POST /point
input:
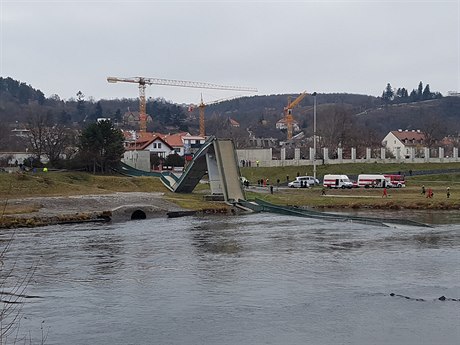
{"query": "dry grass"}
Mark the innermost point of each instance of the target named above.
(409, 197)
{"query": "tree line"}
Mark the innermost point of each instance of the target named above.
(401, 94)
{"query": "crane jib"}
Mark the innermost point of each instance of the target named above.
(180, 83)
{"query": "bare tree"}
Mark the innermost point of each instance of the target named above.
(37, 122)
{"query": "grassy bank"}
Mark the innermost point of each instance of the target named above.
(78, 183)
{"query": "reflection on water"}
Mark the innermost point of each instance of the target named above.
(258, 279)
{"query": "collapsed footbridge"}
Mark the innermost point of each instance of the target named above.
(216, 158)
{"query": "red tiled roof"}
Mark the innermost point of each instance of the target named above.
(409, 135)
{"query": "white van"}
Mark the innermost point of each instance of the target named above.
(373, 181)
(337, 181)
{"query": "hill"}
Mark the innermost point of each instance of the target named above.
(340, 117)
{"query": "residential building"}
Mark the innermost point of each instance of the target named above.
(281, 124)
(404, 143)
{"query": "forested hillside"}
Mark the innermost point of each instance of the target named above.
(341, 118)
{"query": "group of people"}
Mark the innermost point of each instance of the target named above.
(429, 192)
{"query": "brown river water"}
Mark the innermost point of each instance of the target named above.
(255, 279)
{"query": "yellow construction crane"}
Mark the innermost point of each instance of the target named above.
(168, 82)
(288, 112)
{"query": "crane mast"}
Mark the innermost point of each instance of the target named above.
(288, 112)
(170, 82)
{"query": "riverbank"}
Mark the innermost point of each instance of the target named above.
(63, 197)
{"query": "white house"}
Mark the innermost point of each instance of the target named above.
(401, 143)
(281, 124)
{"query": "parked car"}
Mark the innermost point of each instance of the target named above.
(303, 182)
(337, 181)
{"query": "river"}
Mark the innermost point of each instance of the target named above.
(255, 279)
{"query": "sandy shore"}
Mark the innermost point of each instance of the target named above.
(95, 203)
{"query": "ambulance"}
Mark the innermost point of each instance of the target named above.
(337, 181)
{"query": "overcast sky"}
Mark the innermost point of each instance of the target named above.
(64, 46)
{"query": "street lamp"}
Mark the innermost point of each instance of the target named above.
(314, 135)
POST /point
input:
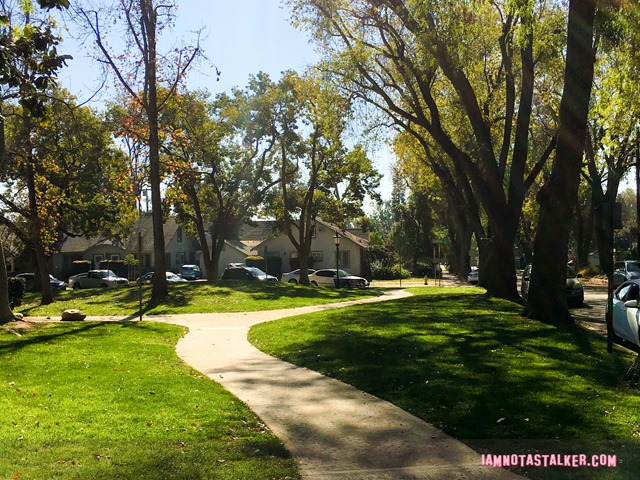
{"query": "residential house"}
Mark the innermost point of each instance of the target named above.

::::::::

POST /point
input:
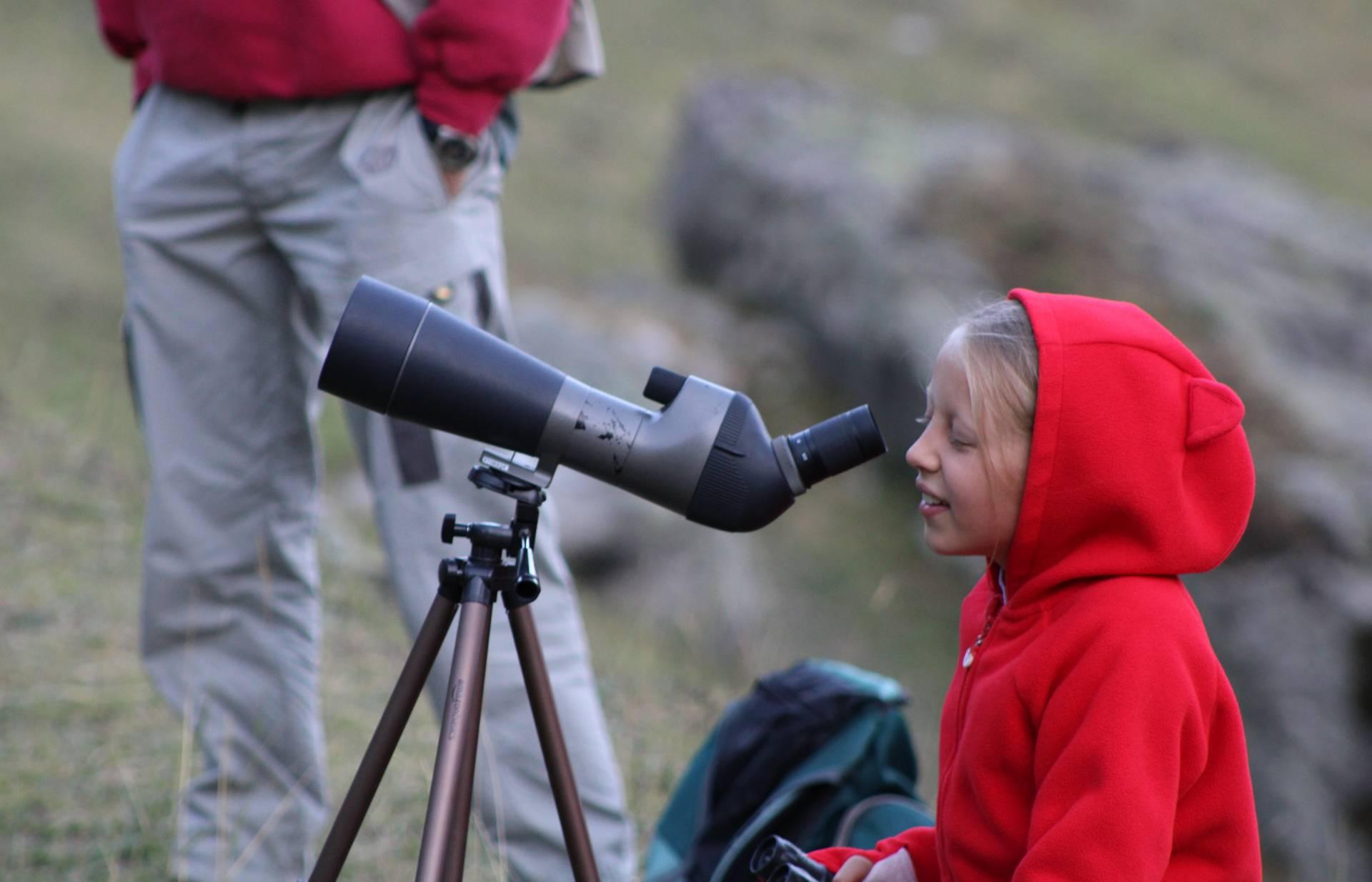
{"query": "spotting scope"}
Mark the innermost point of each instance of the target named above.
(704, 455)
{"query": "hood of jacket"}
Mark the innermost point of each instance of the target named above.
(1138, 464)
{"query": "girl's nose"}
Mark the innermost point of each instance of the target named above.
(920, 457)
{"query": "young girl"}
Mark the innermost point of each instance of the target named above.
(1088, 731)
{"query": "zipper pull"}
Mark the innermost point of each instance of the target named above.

::::::::

» **ACTIVITY**:
Work out how many lines of the entries hold the word "water", and write only that figure.

» **RESPONSE TO THE EXERCISE**:
2